MATERIAL SUPPLIED:
>> start

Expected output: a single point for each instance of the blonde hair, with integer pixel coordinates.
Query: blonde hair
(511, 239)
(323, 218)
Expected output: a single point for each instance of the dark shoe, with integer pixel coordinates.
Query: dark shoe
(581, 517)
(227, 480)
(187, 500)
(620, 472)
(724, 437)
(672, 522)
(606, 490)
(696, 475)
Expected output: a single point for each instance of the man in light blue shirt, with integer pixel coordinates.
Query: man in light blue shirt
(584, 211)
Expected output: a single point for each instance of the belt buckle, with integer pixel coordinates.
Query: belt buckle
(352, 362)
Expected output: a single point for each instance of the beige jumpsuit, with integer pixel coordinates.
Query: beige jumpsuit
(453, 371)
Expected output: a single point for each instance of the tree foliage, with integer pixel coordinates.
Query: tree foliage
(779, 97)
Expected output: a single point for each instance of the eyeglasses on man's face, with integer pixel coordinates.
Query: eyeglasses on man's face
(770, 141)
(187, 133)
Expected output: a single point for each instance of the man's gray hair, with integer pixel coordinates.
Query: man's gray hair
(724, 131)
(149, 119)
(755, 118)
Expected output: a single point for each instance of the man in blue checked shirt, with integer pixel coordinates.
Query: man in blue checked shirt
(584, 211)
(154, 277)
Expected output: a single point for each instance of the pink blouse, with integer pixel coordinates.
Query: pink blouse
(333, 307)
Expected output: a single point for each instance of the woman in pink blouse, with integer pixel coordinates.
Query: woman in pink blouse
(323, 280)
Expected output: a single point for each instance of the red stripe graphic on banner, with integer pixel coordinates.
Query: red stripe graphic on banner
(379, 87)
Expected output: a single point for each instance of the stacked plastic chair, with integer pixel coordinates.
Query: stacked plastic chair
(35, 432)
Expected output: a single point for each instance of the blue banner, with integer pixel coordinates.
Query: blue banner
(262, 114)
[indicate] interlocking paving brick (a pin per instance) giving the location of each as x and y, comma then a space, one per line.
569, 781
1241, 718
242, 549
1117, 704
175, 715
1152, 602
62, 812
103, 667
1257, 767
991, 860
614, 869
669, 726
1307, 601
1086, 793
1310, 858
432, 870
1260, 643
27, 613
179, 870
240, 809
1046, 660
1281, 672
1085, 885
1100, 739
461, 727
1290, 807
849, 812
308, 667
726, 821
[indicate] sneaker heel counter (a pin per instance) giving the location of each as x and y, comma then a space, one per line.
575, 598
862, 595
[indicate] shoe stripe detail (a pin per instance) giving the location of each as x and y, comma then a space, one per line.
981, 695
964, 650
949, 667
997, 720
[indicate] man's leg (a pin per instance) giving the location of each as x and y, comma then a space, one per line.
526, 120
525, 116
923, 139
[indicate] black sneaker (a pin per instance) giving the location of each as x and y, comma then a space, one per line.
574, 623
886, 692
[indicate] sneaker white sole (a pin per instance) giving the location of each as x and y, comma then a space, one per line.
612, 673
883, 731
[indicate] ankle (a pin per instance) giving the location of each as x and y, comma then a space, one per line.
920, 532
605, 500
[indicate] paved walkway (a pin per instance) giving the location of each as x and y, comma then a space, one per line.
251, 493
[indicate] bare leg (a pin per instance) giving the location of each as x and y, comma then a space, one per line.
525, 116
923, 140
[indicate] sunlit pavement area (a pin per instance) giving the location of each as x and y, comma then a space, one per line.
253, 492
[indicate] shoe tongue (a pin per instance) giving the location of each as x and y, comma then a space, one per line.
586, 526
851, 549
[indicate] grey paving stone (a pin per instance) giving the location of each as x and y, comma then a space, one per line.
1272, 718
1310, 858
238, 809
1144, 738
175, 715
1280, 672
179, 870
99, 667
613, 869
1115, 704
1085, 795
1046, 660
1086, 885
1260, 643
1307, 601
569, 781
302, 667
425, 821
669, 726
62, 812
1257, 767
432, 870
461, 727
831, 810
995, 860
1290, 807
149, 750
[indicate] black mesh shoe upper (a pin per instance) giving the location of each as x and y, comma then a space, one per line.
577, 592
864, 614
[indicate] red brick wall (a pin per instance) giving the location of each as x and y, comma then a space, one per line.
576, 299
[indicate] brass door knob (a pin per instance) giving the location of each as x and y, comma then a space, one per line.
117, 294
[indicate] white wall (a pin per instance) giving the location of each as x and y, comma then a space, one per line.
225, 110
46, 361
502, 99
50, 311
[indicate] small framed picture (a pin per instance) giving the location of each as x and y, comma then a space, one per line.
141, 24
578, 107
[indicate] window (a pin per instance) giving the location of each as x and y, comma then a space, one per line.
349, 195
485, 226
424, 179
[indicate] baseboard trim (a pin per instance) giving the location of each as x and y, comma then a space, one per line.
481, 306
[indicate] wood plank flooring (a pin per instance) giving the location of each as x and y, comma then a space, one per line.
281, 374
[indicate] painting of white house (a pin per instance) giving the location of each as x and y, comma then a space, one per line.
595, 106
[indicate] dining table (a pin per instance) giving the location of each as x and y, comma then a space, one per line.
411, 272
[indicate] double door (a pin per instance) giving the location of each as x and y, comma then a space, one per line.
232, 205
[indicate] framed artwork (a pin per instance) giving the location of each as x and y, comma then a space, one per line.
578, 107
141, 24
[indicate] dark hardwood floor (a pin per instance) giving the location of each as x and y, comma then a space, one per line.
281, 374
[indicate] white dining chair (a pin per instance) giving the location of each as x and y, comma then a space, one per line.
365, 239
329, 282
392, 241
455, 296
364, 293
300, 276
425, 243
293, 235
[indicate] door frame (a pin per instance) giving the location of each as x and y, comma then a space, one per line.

>> end

WRITTEN TASK: Repeat all the entries exactly as given.

ANSWER IN FULL:
Expected output: a single point for each instance of the blonde hair, with integer pixel coordinates.
Query: blonde hair
(511, 239)
(323, 218)
Expected output: a single point for each instance of the dark shoe, with integer pixel coordinates.
Query: dark shoe
(581, 517)
(227, 480)
(187, 500)
(620, 472)
(724, 437)
(672, 522)
(606, 490)
(696, 475)
Expected output: a single point for each instance of the man in light blue shirt, with integer pixel coordinates.
Query: man in light blue shirt
(584, 211)
Expected output: a single point for each instance of the belt buckle, with integer pixel coordinates.
Query: belt buckle
(352, 362)
Expected output: a single point for each instance of the beige jumpsuit, with integer pixel coordinates.
Query: beige jumpsuit
(453, 371)
Expected output: a single point for each instance of the tree foliage, with integer pixel coordinates.
Query: tree foliage
(779, 97)
Expected output: a single point for each instance of the eyeglasses on man's face, with integer pixel coordinates.
Query: eyeglasses on man's face
(770, 141)
(187, 133)
Expected output: a single point for each instance of the man's gray hair, with integer pixel coordinates.
Query: man's gray hair
(724, 131)
(149, 119)
(755, 118)
Expected output: a single point for each instance of the man in blue checked shirt, with integer pixel coordinates.
Query: man in blue checked shirt
(584, 211)
(154, 277)
Expected output: a single point for each instance of the pink blouse, with integer pixel coordinates.
Query: pink blouse
(333, 307)
Expected output: a single point for each instance of the woman in pink blouse, with integer pixel coordinates.
Query: woman in pink blouse
(323, 280)
Expected output: a single point for each instance of the red stripe graphic on banner, with integer pixel coordinates.
Query: red stripe graphic on banner
(379, 87)
Expected output: a single point for each instance of the stacked plastic chair, with integer pixel coordinates.
Query: stacked plastic chair
(35, 432)
Expected output: a single point for each instance of the blue banner, with integer pixel coordinates.
Query: blue banner
(262, 114)
[indicate] interlocking paving brick (a pin per instance) giving the location of each as x and y, comma then a space, one per line.
569, 781
1241, 718
242, 549
1117, 704
175, 715
1152, 602
62, 812
103, 667
1257, 767
991, 860
614, 869
669, 726
1307, 601
1086, 793
1310, 858
432, 870
1260, 643
27, 613
179, 870
240, 809
1046, 660
1281, 672
1085, 885
1100, 739
461, 727
1290, 807
849, 812
308, 667
726, 821
[indicate] sneaker heel counter (a pin per instance) giving the location of each as x and y, comma then a space, one per line.
575, 598
862, 595
[indicate] shoe stripe detail (a pin per instance) giving the location of each as x and y, comma then a space, one per line.
981, 695
964, 650
949, 667
997, 720
[indicate] man's leg (a pin per instance) giving the location of each as x and y, comma then a space, one per line.
526, 120
525, 116
923, 139
[indicate] black sneaker (a pin per instance) giving the location of each as x and y, comma then a space, one per line.
574, 623
886, 692
[indicate] sneaker white sole (a pin per instance) giving the location of each as x and y, comma then a space, one per line.
612, 673
883, 731
[indicate] ankle (a pin per instance) giving the location of each as x and y, comma then a space, one per line.
920, 532
605, 500
[indicate] paved walkway (a pin per instance) giving the location of each as x and y, comma then a space, one per line.
251, 493
[indicate] bare leg (a pin per instance) giving the location of each as x and y, comma then a space, one per line.
525, 116
923, 140
[indicate] sunlit pavement area (a pin per instance) giving the location of each as x and y, comma then a space, one per line.
253, 492
[indicate] shoe tongue (a pin per instance) giving the location of each as x and y, comma then a space, one per line.
586, 526
851, 549
[indicate] grey paving stone (a pin per instance) giving the location of each as x and y, comma then a space, one per line.
1272, 718
1310, 858
238, 809
1144, 738
175, 715
1280, 672
179, 870
99, 667
613, 869
1115, 704
1085, 795
1046, 660
1086, 885
1260, 643
1307, 601
569, 781
302, 667
425, 821
669, 726
62, 812
1257, 767
432, 870
461, 727
831, 810
995, 860
1290, 807
149, 750
[indicate] black mesh shoe upper (a pin per instance) giving the location of each as x and y, comma then a space, one per line.
577, 592
864, 614
[indicate] red brick wall (a pin per instance) giving the location of each as x and y, comma then a space, one per line.
576, 299
[indicate] brass door knob (a pin per instance) giving the location of each as x and y, comma then a space, one per line.
117, 294
[indicate] white wall (a pin per instance) giving the location of each as x and y, comma then a space, one per line.
225, 110
46, 361
502, 99
50, 311
[indicate] small framed picture (a pin per instance) giving the location of each as x and y, comma then a space, one per line.
141, 24
578, 107
[indicate] window (a pin per instance) giving the location of each as x and y, comma then a space, one per line.
349, 195
485, 226
424, 179
[indicate] baseboard trim (a pin per instance) giving the location of each as x and y, comma then a space, one per line.
481, 306
[indicate] wood plank flooring (a pin per instance) giving the location of each as x and y, comma then a space, one per line.
281, 374
[indicate] painting of white house (a pin per instance) giving the location of each as x and y, comma then a space, one per line.
595, 106
[indicate] dining table (a pin per instance) giving the location of each as x and y, comma then a space, one per line.
411, 272
[indicate] double door (a pin per instance) giving the location of each as x and y, comma then a space, one per line.
232, 205
[indicate] framed artwork (a pin per instance) giving the location of each as x and y, comma then a space, one per line.
578, 107
141, 24
[indicate] dark hardwood floor (a pin per instance) giving the location of each as x and y, comma then a space, one per line.
281, 374
[indicate] white dining chair (a pin per instance) giving the location of each as x and y, comma then a space, one per line.
365, 239
329, 282
392, 241
455, 296
364, 293
300, 276
425, 243
293, 235
[indicate] door frame (a pin per instance) giving the location of each as x and y, comma then a space, one per line.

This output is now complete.